Во-вторых, рифма, правда, не отделяется здесь от духовного смысла корневых слогов как таковых и представлений в целом, но одновременно она способствует относительно самостоятельной значимости чувственного звучания. Этой цели можно достигнуть только тогда, когда манера, в которой звучат одни слова, отличается от того, как слышатся другие, и в такой изоляции звучание обретает независимое внешнее бытие, восстанавливая права чувственной стихии этими мощными усилиями материала. Поэтому в сравнении с всеохватывающим ритмическим благозвучием рифма представляет собой обособленное, отдельно вычлененное звучание.
В-третьих, мы видели, что именно субъективная внутренняя жизнь должна в своем идеально-духовном сосредоточении предаваться таким звучаниям, находя в них удовлетворение. Но если рассмотренные ранее средства стихосложения с их обширным многообразием отпадают, то с чувственной стороны для такого вслушивания в самое себя остается только одно — более формальный принцип повторения совершенно одинаковых или сходных звучаний, которые затем со стороны духа могут вновь связываться с родственными значениями, выделенными и сопряженными друг с другом в звучании обозначающих их зарифмованных слов. Метр в ритмическом стихосложении выявил себя как многократно расчлененное отношение различных долгот и краткостей слогов, рифма же, с одной стороны, более материальна, а с другой стороны, более абстрактна в самой этой материальности: она есть простое напоминание духу и слуху о возвращении одинаковых или сходных звуков и значений, о возвращении, в котором субъект осознает сам себя, постигая себя как деятельность полагания и вслушивания и удовлетворяясь этим.
γ. Что же касается, наконец, особых видов, на которые распадается эта новая система поэзии, поэзии преимущественно романтической, то я вкратце остановлюсь на самом главном в отношении аллитерации, ассонанса и рифмы в собственном смысле слова.

+ + +

Задание: Повторите весь отрывок о рифме дословно, не меняя ни слова. Записи для выполнения заданий не понадобятся.

+ + +

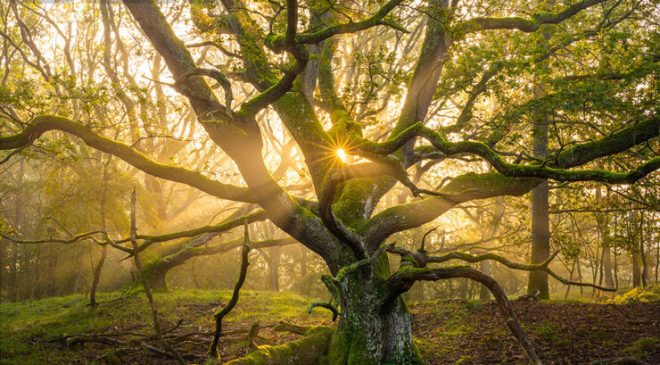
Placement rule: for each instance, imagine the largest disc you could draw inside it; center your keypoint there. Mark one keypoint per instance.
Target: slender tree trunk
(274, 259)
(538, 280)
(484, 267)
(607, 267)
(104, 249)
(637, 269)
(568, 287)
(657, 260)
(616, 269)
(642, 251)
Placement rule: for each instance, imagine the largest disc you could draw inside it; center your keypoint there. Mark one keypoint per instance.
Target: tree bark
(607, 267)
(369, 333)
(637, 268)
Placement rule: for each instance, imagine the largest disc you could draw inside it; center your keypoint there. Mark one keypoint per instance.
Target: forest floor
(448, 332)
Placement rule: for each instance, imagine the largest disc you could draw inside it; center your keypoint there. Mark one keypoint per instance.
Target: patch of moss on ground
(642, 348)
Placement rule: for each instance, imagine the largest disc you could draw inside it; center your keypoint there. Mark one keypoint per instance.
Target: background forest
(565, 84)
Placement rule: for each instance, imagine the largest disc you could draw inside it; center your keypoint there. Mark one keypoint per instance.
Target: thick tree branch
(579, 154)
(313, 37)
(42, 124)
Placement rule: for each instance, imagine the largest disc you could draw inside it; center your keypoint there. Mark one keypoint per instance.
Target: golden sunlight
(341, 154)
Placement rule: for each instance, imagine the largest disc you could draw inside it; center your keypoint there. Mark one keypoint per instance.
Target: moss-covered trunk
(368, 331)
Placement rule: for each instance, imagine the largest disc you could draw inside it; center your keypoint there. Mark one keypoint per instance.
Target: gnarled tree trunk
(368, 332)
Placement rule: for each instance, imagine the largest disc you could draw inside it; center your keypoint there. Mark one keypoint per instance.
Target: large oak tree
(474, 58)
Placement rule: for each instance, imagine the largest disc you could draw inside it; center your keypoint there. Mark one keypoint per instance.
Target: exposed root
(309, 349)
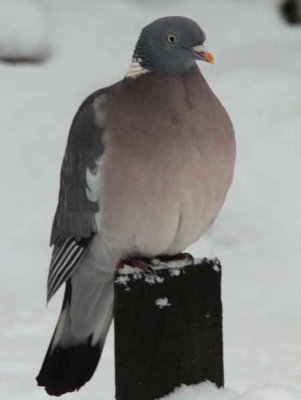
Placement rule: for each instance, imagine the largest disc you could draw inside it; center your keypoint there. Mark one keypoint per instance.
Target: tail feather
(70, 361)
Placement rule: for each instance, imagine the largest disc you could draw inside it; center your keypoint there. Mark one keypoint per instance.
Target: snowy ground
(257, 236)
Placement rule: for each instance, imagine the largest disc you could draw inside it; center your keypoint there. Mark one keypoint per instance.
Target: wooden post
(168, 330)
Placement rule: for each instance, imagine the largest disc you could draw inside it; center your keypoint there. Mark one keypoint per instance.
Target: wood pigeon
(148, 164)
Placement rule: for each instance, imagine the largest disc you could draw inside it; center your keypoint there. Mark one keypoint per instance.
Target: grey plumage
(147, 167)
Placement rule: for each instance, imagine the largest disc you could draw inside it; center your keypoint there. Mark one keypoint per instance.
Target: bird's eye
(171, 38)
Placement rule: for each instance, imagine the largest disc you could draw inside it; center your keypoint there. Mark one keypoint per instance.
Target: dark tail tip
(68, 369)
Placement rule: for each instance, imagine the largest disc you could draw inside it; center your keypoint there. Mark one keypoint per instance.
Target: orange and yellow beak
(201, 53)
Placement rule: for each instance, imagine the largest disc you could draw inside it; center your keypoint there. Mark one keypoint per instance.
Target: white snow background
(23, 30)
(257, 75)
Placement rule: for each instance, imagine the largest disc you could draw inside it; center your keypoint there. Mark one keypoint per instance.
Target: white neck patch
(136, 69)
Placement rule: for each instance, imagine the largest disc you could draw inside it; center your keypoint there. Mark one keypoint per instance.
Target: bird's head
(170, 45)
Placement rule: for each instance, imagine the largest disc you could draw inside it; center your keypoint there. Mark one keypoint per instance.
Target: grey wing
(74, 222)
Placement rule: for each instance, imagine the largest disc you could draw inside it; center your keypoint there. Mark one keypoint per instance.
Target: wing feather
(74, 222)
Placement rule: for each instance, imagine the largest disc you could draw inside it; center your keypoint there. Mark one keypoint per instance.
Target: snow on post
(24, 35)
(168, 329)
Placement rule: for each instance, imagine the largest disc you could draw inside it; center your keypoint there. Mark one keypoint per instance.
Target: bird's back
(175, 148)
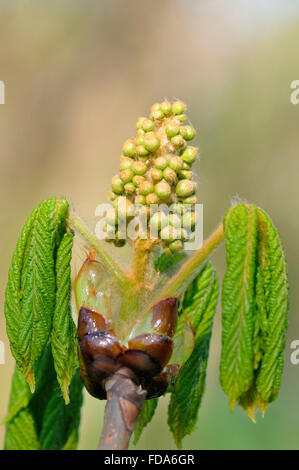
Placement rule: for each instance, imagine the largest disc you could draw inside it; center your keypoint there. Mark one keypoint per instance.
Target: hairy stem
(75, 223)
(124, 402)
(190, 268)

+ + +

Ответ к заданию:
Во-вторых, рифма, правда, не отделяется здесь от духовного смысла корневых слогов как таковых и представлений в целом, но одновременно она способствует относительно самостоятельной значимости чувственного звучания. Этой цели можно достигнуть только тогда, когда манера, в которой звучат одни слова, отличается от того, как слышатся другие, и в такой изоляции звучание обретает независимое внешнее бытие, восстанавливая права чувственной стихии этими мощными усилиями материала. Поэтому в сравнении с всеохватывающим ритмическим благозвучием рифма представляет собой обособленное, отдельно вычлененное звучание.
В-третьих, мы видели, что именно субъективная внутренняя жизнь должна в своем идеально-духовном сосредоточении предаваться таким звучаниям, находя в них удовлетворение. Но если рассмотренные ранее средства стихосложения с их обширным многообразием отпадают, то с чувственной стороны для такого вслушивания в самое себя остается только одно — более формальный принцип повторения совершенно одинаковых или сходных звучаний, которые затем со стороны духа могут вновь связываться с родственными значениями, выделенными и сопряженными друг с другом в звучании обозначающих их зарифмованных слов. Метр в ритмическом стихосложении выявил себя как многократно расчлененное отношение различных долгот и краткостей слогов, рифма же, с одной стороны, более материальна, а с другой стороны, более абстрактна в самой этой материальности: она есть простое напоминание духу и слуху о возвращении одинаковых или сходных звуков и значений, о возвращении, в котором субъект осознает сам себя, постигая себя как деятельность полагания и вслушивания и удовлетворяясь этим.
γ. Что же касается, наконец, особых видов, на которые распадается эта новая система поэзии, поэзии преимущественно романтической, то я вкратце остановлюсь на самом главном в отношении аллитерации, ассонанса и рифмы в собственном смысле слова.